What controls does Open MPI have that aid in debugging?
-------------------------------------------------------

Open MPI has a series of MCA parameters for the MPI layer
itself that are designed to help with debugging.  These parameters can
be <a href=\"?category=tuning#setting-mca-params\">can be set in the
usual ways</a>.  MPI-level MCA parameters can be displayed by invoking
the following command:

.. code-block:: sh

   # Use "--level 9" to see all the MCA parameters
   # (the default is "--level 1"):
   shell$ ompi_info --param mpi all --level 9

Here is a summary of the debugging parameters for the MPI layer:

* ``mpi_param_check``: If set to true (any positive value), and when
  Open MPI is compiled with parameter checking enabled (the default),
  the parameters to each MPI function can be passed through a series
  of correctness checks.  Problems such as passing illegal values
  (e.g., NULL or ``MPI_DATATYPE_NULL`` or other "bad" values) will be
  discovered at run time and an MPI exception will be invoked (the
  default of which is to print a short message and abort the entire
  MPI job).  If set to false, these checks are disabled, slightly
  increasing performance.

* ``mpi_show_handle_leaks``: If set to true (any positive value),
  Open MPI will display lists of any MPI handles that were not freed before
  ``MPI_FINALIZE`` (e.g., communicators, datatypes, requests, etc.)

* ``mpi_no_free_handles``: If set to true (any positive value), do not
  actually free MPI objects when their corresponding MPI "free"
  function is invoked (e.g., do not free communicators when
  ``MPI_COMM_FREE`` is invoked).  This can be helpful in tracking down
  applications that accidentally continue to use MPI handles after
  they have been freed.

Dataset
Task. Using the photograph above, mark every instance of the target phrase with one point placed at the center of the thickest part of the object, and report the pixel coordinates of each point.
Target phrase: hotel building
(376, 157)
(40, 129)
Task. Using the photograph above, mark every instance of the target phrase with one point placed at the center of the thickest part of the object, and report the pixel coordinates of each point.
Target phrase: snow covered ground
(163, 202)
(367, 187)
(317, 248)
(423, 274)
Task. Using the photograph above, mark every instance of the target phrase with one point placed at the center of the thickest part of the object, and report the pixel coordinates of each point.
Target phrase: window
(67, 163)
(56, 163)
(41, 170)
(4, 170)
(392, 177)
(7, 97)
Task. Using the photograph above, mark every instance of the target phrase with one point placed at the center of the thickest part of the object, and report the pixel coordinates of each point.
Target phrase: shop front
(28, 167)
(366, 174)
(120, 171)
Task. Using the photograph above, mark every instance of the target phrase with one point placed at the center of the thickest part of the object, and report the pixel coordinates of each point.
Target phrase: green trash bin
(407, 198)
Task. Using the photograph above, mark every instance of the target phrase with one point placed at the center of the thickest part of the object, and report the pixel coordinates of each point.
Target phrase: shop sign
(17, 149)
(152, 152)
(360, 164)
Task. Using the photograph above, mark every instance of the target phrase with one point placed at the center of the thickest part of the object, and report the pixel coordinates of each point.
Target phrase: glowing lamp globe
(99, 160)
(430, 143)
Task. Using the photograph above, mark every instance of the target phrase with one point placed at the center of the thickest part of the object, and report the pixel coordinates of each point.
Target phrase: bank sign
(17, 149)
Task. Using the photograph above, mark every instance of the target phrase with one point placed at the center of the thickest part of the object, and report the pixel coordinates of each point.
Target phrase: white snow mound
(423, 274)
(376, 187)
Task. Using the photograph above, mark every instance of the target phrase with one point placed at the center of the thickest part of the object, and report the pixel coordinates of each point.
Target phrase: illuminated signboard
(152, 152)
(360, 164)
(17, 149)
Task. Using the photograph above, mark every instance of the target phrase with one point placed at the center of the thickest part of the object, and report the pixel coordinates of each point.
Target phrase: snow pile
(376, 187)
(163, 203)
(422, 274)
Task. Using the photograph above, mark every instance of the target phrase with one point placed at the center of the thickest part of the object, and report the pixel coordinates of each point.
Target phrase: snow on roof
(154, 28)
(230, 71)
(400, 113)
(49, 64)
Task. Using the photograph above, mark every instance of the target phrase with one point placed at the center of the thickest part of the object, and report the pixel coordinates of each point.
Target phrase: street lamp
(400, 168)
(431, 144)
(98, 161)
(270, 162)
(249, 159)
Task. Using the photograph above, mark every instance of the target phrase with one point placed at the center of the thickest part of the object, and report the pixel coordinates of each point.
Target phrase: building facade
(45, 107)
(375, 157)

* * *

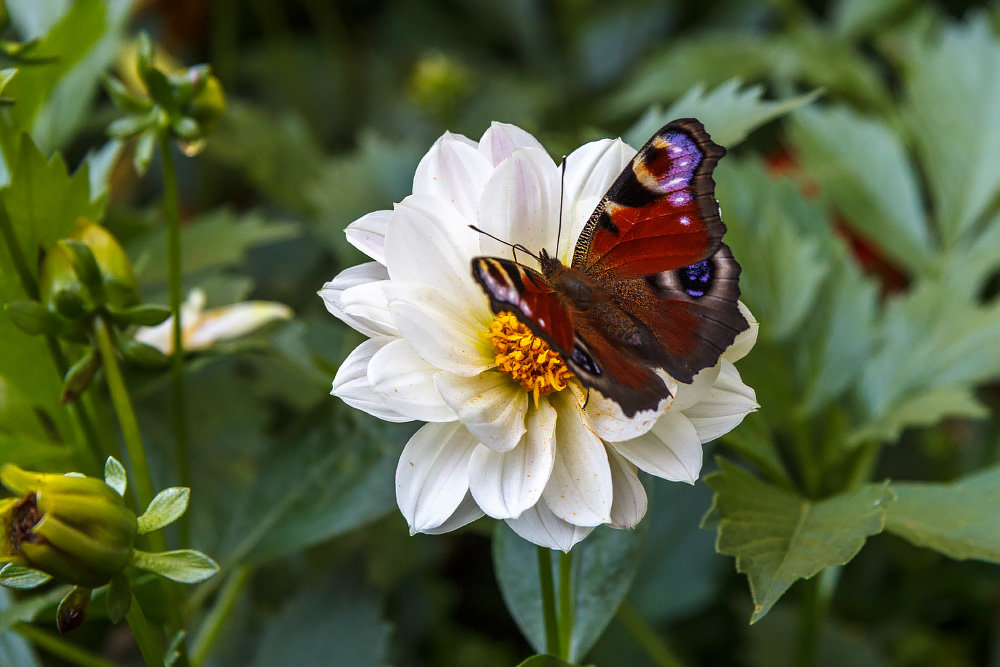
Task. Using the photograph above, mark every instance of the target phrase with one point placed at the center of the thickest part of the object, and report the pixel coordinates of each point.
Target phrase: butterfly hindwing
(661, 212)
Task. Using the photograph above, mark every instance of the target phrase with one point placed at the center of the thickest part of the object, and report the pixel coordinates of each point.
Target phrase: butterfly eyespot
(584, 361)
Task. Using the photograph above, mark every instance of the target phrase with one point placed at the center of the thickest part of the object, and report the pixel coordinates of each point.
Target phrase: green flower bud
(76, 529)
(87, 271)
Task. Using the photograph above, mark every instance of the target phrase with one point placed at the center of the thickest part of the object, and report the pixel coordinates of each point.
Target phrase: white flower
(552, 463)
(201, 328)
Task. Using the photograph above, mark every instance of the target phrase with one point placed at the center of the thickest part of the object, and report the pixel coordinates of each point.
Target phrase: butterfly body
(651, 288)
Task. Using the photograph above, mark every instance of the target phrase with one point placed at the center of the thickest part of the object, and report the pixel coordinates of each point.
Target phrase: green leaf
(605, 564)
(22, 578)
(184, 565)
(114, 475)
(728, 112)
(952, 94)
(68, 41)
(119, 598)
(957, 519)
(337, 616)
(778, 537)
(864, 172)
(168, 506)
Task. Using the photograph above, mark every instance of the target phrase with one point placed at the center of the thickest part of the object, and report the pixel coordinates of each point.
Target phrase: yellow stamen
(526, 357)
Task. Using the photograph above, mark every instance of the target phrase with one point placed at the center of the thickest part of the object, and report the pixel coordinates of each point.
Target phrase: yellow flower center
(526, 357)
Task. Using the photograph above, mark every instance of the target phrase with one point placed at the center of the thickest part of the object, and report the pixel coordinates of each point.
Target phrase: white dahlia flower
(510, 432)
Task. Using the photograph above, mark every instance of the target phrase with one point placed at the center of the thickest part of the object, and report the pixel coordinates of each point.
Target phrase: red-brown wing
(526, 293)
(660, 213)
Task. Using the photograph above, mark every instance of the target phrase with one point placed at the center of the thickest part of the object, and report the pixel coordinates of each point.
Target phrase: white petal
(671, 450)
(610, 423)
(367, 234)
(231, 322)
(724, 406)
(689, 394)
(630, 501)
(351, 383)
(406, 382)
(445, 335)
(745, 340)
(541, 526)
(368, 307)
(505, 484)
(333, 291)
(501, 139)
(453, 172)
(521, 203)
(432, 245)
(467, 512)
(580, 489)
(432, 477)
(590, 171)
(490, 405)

What is expected
Translate this sentence from the Open MPI debugging text into Spanish: "This can be helpful in tracking down applications that accidentally continue to use MPI handles after they have been freed." Work only from the Open MPI debugging text.

Complete answer
Esto puede ser útil para localizar aplicaciones que, por accidente, siguen usando handles de MPI después de que se hayan liberado.